과제 목표 |
맨 첫 줄부터 "[141,98,154,113]" 값이 들어 있는 줄까지, 두 줄을 모두 포함해 한 글자도 바꾸지 말고 그대로 옮겨 적으세요.

데이터 소스에서 가져온 항목 |
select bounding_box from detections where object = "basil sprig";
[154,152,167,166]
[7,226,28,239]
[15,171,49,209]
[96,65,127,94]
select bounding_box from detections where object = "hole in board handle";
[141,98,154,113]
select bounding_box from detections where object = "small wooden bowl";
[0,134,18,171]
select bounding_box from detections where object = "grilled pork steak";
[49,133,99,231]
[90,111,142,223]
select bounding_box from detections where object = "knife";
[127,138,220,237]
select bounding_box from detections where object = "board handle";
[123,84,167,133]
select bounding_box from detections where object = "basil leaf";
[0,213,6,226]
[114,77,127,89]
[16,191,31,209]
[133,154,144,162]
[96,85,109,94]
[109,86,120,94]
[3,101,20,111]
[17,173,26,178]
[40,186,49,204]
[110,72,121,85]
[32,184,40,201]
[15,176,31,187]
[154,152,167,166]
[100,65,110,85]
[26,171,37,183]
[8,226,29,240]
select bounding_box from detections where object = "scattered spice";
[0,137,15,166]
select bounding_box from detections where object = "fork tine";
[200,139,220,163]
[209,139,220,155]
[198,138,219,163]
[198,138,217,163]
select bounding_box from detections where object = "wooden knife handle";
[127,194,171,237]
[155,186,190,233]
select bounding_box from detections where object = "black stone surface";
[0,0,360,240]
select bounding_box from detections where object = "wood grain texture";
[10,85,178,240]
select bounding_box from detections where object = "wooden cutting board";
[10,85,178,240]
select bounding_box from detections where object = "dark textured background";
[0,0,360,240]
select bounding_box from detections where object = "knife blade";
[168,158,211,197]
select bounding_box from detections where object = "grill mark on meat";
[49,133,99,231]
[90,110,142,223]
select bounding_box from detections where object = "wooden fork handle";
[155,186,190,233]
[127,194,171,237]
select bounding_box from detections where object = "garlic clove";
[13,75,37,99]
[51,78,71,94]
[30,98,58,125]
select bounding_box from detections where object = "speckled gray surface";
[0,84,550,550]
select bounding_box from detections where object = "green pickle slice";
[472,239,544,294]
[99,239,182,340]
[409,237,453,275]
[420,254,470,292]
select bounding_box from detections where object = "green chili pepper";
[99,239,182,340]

이 과제의 풀이 |
select bounding_box from detections where object = "basil sprig";
[154,152,167,166]
[7,226,28,239]
[15,171,49,209]
[96,65,127,94]
select bounding_box from detections where object = "hole in board handle";
[141,98,154,113]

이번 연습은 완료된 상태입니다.